→ **YOUR GOAL**:
From the line containing "box: [414, 171, 418, 219]" through the last line of the data, return those lines exactly as written and nothing more.

Records excerpted from a collection

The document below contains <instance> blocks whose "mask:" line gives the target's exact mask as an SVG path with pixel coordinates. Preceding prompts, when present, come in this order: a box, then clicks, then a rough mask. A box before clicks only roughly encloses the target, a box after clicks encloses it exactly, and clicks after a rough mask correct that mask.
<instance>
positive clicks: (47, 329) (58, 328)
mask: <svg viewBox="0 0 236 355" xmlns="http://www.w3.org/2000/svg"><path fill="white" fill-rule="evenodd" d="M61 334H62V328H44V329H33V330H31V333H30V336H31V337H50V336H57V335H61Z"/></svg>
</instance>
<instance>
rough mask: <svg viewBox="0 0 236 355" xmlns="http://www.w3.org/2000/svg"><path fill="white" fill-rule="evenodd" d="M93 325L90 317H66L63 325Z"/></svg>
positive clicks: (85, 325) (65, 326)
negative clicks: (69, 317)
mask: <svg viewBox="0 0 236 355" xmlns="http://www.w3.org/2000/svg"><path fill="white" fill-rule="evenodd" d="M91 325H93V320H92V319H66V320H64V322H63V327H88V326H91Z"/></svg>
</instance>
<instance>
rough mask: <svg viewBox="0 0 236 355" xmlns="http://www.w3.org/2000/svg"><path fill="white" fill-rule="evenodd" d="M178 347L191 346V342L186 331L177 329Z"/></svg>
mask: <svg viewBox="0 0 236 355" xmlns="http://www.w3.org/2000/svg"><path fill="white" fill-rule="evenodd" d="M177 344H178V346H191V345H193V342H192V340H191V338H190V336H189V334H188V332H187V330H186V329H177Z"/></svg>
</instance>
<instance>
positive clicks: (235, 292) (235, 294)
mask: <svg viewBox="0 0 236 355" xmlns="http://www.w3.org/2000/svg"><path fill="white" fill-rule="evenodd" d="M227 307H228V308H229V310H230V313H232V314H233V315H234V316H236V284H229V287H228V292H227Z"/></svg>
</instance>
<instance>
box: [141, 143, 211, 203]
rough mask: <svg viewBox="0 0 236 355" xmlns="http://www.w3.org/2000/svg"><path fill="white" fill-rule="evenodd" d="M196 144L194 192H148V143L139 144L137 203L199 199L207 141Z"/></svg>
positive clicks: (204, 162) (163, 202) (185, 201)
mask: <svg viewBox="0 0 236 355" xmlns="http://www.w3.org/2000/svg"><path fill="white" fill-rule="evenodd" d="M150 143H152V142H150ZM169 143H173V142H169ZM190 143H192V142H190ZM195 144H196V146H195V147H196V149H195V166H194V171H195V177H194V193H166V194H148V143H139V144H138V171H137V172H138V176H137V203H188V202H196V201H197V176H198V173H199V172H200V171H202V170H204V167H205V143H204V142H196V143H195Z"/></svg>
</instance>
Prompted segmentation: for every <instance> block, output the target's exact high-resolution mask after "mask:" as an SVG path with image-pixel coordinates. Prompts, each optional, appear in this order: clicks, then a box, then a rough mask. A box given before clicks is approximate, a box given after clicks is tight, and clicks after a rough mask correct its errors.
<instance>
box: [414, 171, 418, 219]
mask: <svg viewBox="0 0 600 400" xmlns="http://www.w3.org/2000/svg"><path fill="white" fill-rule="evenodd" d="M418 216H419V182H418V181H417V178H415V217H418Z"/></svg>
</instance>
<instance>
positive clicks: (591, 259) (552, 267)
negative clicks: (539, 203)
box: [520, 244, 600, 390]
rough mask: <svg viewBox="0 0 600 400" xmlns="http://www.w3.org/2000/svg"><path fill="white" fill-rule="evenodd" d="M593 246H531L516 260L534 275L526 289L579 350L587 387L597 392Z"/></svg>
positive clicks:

→ **ANSWER AREA**:
box: [414, 171, 418, 219]
mask: <svg viewBox="0 0 600 400" xmlns="http://www.w3.org/2000/svg"><path fill="white" fill-rule="evenodd" d="M418 216H419V182H418V181H417V178H415V217H418Z"/></svg>
</instance>
<instance>
positive clicks: (591, 259) (552, 267)
negative clicks: (539, 203)
box: [520, 244, 600, 390]
rough mask: <svg viewBox="0 0 600 400" xmlns="http://www.w3.org/2000/svg"><path fill="white" fill-rule="evenodd" d="M593 246H531L516 260L534 275L526 289L579 350L587 387L597 392Z"/></svg>
positive clicks:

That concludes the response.